◆ Short problem ◆
Your copy of the material below should match it exactly, except that it holds no pictures.

━━━ Provided material

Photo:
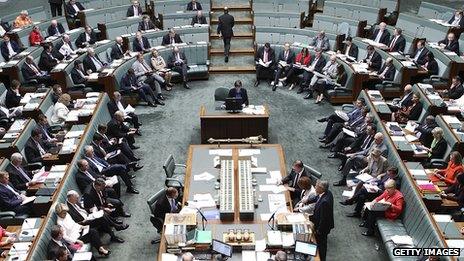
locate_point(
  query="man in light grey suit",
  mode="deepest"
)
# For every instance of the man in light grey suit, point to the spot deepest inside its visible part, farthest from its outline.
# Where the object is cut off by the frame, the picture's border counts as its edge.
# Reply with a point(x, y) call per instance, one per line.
point(145, 74)
point(321, 41)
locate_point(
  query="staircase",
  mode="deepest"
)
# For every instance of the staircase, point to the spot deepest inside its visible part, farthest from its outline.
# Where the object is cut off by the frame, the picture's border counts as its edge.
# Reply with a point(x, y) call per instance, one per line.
point(241, 57)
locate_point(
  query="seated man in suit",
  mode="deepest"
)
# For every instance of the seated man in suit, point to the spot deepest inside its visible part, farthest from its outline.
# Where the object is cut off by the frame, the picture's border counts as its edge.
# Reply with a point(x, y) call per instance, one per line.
point(81, 215)
point(9, 48)
point(457, 20)
point(55, 28)
point(95, 196)
point(397, 43)
point(167, 204)
point(129, 84)
point(35, 149)
point(199, 18)
point(450, 43)
point(140, 43)
point(19, 177)
point(291, 180)
point(239, 93)
point(266, 56)
point(145, 74)
point(10, 198)
point(320, 42)
point(284, 63)
point(178, 63)
point(171, 38)
point(381, 34)
point(373, 59)
point(349, 48)
point(193, 5)
point(117, 104)
point(102, 167)
point(58, 245)
point(117, 129)
point(86, 38)
point(112, 144)
point(134, 9)
point(47, 62)
point(146, 24)
point(117, 50)
point(85, 176)
point(420, 53)
point(73, 7)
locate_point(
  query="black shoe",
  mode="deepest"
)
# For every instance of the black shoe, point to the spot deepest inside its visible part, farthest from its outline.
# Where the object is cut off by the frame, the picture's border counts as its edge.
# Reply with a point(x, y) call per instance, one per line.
point(339, 183)
point(353, 214)
point(117, 239)
point(308, 96)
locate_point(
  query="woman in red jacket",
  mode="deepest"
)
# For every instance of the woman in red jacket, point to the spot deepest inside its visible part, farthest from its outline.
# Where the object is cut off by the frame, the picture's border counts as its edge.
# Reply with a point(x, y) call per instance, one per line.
point(302, 60)
point(392, 197)
point(35, 37)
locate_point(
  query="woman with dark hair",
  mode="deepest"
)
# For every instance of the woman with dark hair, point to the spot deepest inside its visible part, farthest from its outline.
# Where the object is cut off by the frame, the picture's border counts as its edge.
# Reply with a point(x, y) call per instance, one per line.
point(302, 60)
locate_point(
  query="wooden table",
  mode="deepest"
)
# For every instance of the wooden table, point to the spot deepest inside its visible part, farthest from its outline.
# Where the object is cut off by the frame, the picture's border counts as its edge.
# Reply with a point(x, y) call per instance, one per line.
point(219, 124)
point(199, 160)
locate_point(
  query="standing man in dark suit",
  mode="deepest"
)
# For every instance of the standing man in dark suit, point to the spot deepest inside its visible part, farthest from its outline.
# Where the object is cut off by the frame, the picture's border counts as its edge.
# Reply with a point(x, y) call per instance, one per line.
point(55, 28)
point(225, 30)
point(381, 35)
point(284, 63)
point(134, 9)
point(56, 7)
point(171, 38)
point(193, 5)
point(178, 63)
point(199, 18)
point(239, 92)
point(291, 180)
point(19, 177)
point(265, 55)
point(323, 216)
point(450, 43)
point(167, 204)
point(350, 48)
point(397, 43)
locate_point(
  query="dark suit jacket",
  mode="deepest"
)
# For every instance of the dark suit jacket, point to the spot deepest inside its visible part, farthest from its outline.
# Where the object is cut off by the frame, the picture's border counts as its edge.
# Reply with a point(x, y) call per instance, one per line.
point(190, 6)
point(390, 74)
point(16, 178)
point(130, 11)
point(11, 99)
point(421, 59)
point(225, 25)
point(52, 30)
point(70, 10)
point(5, 52)
point(233, 92)
point(323, 214)
point(172, 59)
point(385, 38)
point(400, 44)
point(150, 25)
point(32, 151)
point(89, 65)
point(167, 39)
point(453, 45)
point(81, 39)
point(8, 200)
point(137, 47)
point(46, 62)
point(199, 20)
point(353, 50)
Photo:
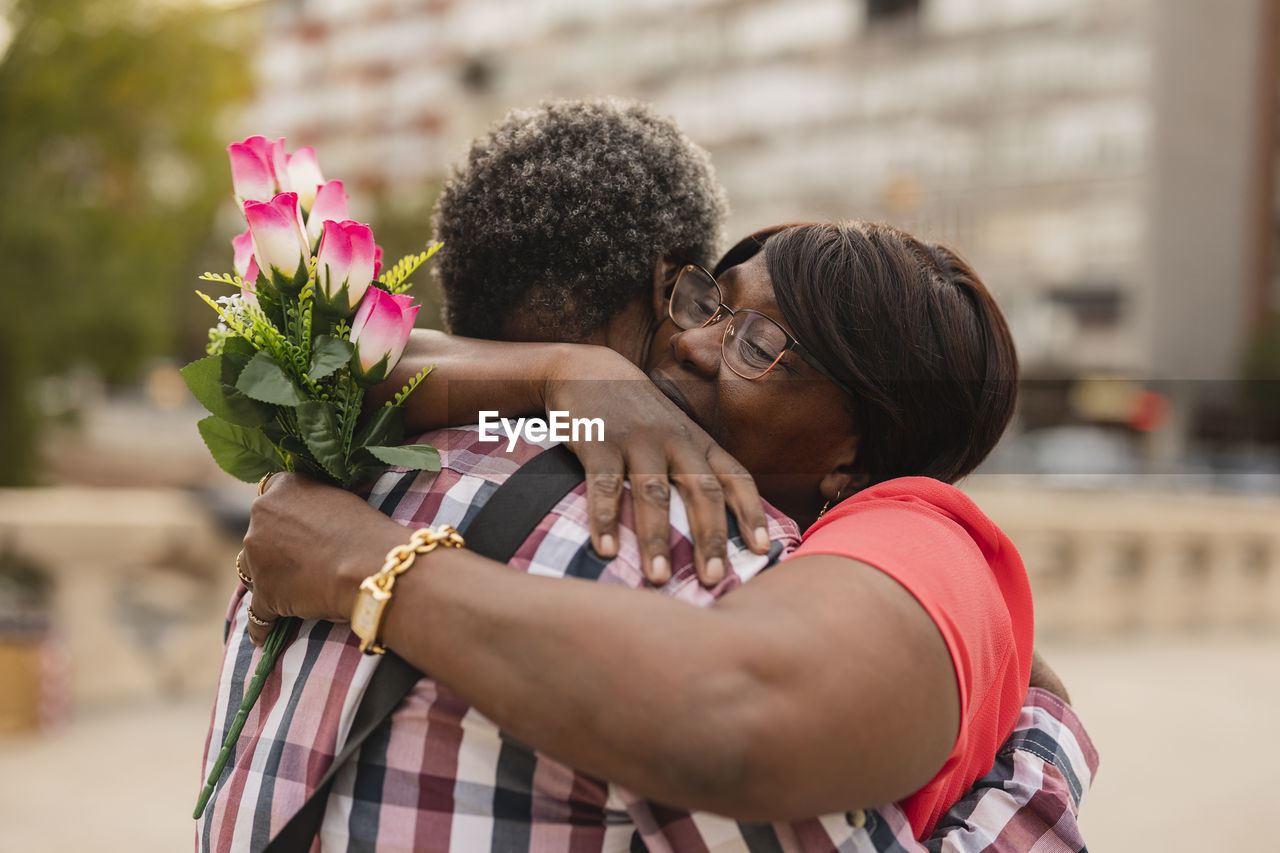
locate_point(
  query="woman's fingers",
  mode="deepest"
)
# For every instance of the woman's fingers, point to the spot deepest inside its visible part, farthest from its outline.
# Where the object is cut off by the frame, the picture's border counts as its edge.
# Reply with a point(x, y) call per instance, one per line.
point(604, 478)
point(743, 498)
point(650, 507)
point(704, 506)
point(259, 614)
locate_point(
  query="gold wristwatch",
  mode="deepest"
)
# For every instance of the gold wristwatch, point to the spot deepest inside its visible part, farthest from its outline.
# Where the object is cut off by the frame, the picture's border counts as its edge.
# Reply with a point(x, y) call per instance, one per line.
point(375, 591)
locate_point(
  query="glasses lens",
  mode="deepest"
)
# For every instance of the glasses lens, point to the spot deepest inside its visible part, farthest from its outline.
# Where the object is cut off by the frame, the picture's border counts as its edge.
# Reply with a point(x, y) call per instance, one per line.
point(753, 343)
point(695, 299)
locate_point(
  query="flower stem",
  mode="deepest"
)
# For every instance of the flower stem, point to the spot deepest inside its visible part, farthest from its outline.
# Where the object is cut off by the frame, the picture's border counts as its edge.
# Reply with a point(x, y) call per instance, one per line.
point(272, 649)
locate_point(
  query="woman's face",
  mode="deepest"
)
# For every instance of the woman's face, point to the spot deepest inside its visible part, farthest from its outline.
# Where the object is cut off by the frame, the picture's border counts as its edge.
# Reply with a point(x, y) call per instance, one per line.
point(791, 428)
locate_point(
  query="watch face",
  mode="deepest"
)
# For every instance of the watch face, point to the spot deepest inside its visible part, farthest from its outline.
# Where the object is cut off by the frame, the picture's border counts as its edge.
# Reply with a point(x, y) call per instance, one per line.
point(365, 614)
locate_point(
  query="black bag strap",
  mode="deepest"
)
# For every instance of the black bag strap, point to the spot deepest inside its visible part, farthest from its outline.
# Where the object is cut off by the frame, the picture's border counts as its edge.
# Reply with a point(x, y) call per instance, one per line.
point(496, 532)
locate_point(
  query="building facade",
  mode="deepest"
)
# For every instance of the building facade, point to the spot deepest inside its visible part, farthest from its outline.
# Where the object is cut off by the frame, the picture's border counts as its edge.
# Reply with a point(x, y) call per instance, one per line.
point(1095, 159)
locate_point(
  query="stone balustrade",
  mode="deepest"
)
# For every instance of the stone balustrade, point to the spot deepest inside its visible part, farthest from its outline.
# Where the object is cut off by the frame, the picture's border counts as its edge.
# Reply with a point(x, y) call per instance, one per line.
point(140, 585)
point(141, 576)
point(1105, 562)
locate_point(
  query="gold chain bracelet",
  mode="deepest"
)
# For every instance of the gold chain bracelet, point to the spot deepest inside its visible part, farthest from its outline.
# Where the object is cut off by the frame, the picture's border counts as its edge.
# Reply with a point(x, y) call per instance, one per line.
point(375, 591)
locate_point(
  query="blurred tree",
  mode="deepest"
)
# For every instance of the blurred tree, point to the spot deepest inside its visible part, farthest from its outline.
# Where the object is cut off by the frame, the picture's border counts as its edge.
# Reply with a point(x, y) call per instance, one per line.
point(1262, 379)
point(112, 169)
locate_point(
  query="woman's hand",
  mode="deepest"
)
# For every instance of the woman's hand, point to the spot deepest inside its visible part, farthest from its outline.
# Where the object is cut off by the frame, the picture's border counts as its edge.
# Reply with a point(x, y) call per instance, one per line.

━━━━━━

◆ Result of this exercise ◆
Photo:
locate_point(
  query="man in light grey suit",
  mode="deepest"
)
# For every instance of the man in light grey suit, point to the spot deepest inside its visible part, farthest from its outline.
# Where the object is cut off by the frame, the picture's border counts as its edge.
# Reply with a point(x, y) call per instance, one per line.
point(145, 74)
point(321, 41)
locate_point(
  query="staircase",
  mode="deepest"
)
# For every instance of the staircase, point to the spot deepest inside its visible part, farthest from its outline.
# Where the object is cut off by the frame, the picture's border counts as its edge.
# Reply with a point(x, y) call per instance, one per line.
point(241, 57)
locate_point(
  query="seated man in suit",
  mode="deepest"
)
# For every instance of the seated man in suit, point to the spot deepest inside its visible part, farthest from its outline.
# Where the object is cut off by the frame, the picture's border counts as its edge.
# Reply with a point(x, y) call per instance, one per line.
point(81, 215)
point(9, 48)
point(457, 20)
point(55, 28)
point(95, 196)
point(397, 43)
point(167, 204)
point(129, 84)
point(35, 149)
point(199, 18)
point(450, 43)
point(140, 43)
point(19, 177)
point(291, 180)
point(239, 93)
point(266, 56)
point(145, 74)
point(10, 198)
point(320, 42)
point(284, 63)
point(178, 63)
point(171, 38)
point(381, 34)
point(373, 59)
point(349, 48)
point(193, 5)
point(117, 104)
point(102, 167)
point(58, 245)
point(117, 129)
point(86, 38)
point(112, 144)
point(134, 9)
point(47, 62)
point(146, 24)
point(117, 50)
point(85, 176)
point(420, 53)
point(73, 7)
locate_point(
  query="black shoe",
  mode="deepest"
)
# For every instance of the black shoe, point to the spot deepest inside its visible part, farthest from its outline.
# Where the object is cut off by the frame, the picture's border counts as its edge.
# Reply with a point(x, y) call per instance, one per line.
point(339, 183)
point(353, 214)
point(117, 239)
point(308, 96)
locate_point(
  query="woman in red jacket",
  mode="deepest"
)
# For every instance of the woman in red jacket, point to the spot deepest inside its visible part, farthest from its outline.
# Where the object is cut off by the frame, the picture's border counts as its edge.
# Reply with a point(x, y) call per instance, one per line.
point(302, 60)
point(392, 197)
point(35, 37)
locate_point(
  query="woman with dark hair",
  mode="deepest"
)
# For every instance of the woman with dark hair, point to the spot deepest inside its visible part, farthest from its outline.
# Where the object is cut off by the frame, the picture's border counts as its edge.
# Reply with a point(x, y) call per instance, one per line.
point(302, 60)
locate_point(
  query="wooden table",
  mode="deepest"
)
# For every instance of the wooden table, point to the spot deepest inside its visible part, farthest from its outline.
# Where the object is cut off by the frame, the picture's border counts as its edge.
# Reply with a point(x, y) call per instance, one per line.
point(219, 124)
point(199, 160)
locate_point(
  query="standing man in dark suit",
  mode="deepest"
)
# For every instance of the standing man in dark suit, point to the spot deepest inside its visible part, farthest from its outline.
# Where the object is cut off by the frame, the picture's border counts as its edge.
# Reply with a point(x, y) call per instance, one per line.
point(55, 28)
point(225, 30)
point(381, 35)
point(284, 63)
point(134, 9)
point(56, 7)
point(171, 38)
point(193, 5)
point(178, 63)
point(199, 18)
point(239, 92)
point(291, 180)
point(19, 177)
point(265, 55)
point(323, 216)
point(450, 43)
point(167, 204)
point(350, 48)
point(397, 43)
locate_point(
  query="dark suit jacket",
  mode="deepest"
)
# For every instance of the dark suit jacket, point to the spot deepest inside its visible part, farthest from its outline.
# Where the object is cut off by the frame, the picture's border counts as its edge.
# Reply with a point(x, y) call per instance, one per line.
point(190, 6)
point(390, 74)
point(16, 178)
point(130, 11)
point(11, 99)
point(421, 59)
point(225, 25)
point(52, 30)
point(70, 10)
point(5, 52)
point(233, 92)
point(323, 214)
point(172, 59)
point(385, 38)
point(400, 44)
point(150, 25)
point(32, 151)
point(89, 65)
point(167, 39)
point(453, 45)
point(81, 39)
point(8, 200)
point(137, 47)
point(46, 62)
point(199, 20)
point(353, 50)
Photo:
locate_point(
  query="woman's fingers",
  mode="deepest"
)
# For every instance of the woman's fingers, point to the spot deepest inside its visible part, farthest from its outline.
# Where the object is cut off by the frame, the picture's border counts as its edge.
# Reply with a point(x, y) call per instance, one per line.
point(604, 478)
point(743, 498)
point(650, 507)
point(704, 506)
point(259, 614)
locate_point(
  query="gold wristwatch",
  mode="deepest"
)
# For every instance of the gold wristwatch, point to the spot deepest inside its visible part, farthest from its outline.
# Where the object is cut off by the frame, the picture's border counts as its edge.
# Reply with a point(x, y) call per instance, one per line.
point(375, 591)
locate_point(
  query="glasses lens",
  mode="deepest"
)
# For every instance of the glasses lens, point to the spot deepest inside its visible part, farthest from its outline.
# Where the object is cut off by the frame, the picture's border counts as its edge.
# Reply with a point(x, y) call per instance, one per line.
point(753, 343)
point(695, 299)
locate_point(
  query="flower stem",
  mode="deepest"
)
# For every instance of the flower stem, point to the spot deepest inside its visible part, farthest from its outline.
# Where the object is cut off by the frame, the picture's border counts as its edge.
# Reply with a point(x, y) call per instance, one per line.
point(272, 649)
locate_point(
  query="woman's face",
  mode="deepest"
)
# For every instance of the woman's face, point to the spot deepest inside its visible part, farthest from its outline.
# Where the object is cut off by the frame, the picture's border counts as its edge.
# Reply with a point(x, y) call per instance, one per line.
point(791, 428)
locate_point(
  query="watch face",
  mode="deepest"
)
# For every instance of the watch face, point to the spot deepest inside its visible part, farthest from its outline.
# Where the object is cut off by the frame, the picture's border counts as its edge.
# Reply with a point(x, y) call per instance, one per line.
point(365, 614)
locate_point(
  query="black bag strap",
  mode="deepest"
)
# For every instance of the black bag strap, point to the spot deepest inside its visible part, farthest from its outline.
# Where the object is cut off by the frame, the picture's border counts as its edge.
# Reply with a point(x, y) call per instance, one per line.
point(496, 532)
locate_point(
  query="building facade",
  mode="deepest"
)
# For every instance of the building facade, point to the spot deepest inside its visible part, farthest from its outline.
# Where the object is cut off by the frame, the picture's border counts as its edge.
# Reply with a point(x, y) call per instance, one per line.
point(1095, 159)
locate_point(
  query="stone balustrade",
  mode="deepest"
)
# For every instance of the stone balustrade, point to the spot deepest inside its visible part, farthest from its outline.
# Where the object is cut off by the frame, the picture's border counts as its edge.
# Reply with a point(x, y) call per instance, one per line.
point(140, 585)
point(141, 576)
point(1105, 562)
locate_point(
  query="gold chain bracelet",
  mode="deepest"
)
# For every instance of the gold chain bracelet, point to the spot deepest inside its visible part, farthest from its outline.
# Where the object is cut off by the frame, the picture's border counts as its edge.
# Reply with a point(x, y) call per instance, one per line.
point(375, 591)
locate_point(
  query="blurred tree",
  mode="deepest"
)
# For every instance of the blurred tree, point to the spot deepest inside its visible part, farthest from its outline.
# Where the object is cut off by the frame, the picture's border counts as its edge.
# Reply with a point(x, y) call per instance, one per line.
point(1262, 379)
point(112, 169)
locate_point(
  query="woman's hand",
  mode="deepest"
)
# For every instance of the woman's hand, point to the spot deepest inside its visible part, farthest from its outline.
# Where the object is cut off by the frame, the picture's border counts as its edge.
# Reply with a point(x, y) call per instance, one per line.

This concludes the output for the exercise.